#### Aim of the exercise
Two lines below mark the span: the one containing "Query: soft daylight on curtain" and the one containing "Query: textured rug pile". Set down both, plus every line between, exactly as they stand, and nothing else.
━━━ The data ━━━
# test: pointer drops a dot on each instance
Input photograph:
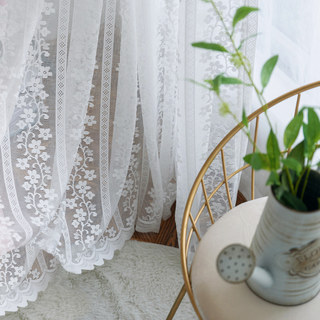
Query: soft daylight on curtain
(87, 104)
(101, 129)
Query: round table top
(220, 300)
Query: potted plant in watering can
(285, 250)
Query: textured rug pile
━━━
━━━ The data ━━━
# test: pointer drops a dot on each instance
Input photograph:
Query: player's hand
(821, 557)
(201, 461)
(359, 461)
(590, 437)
━━━
#### Response to the task
Query: soft daylight on curtain
(87, 104)
(101, 129)
Query: round table top
(220, 300)
Query: potted plant in watering can
(285, 250)
Query: textured rug pile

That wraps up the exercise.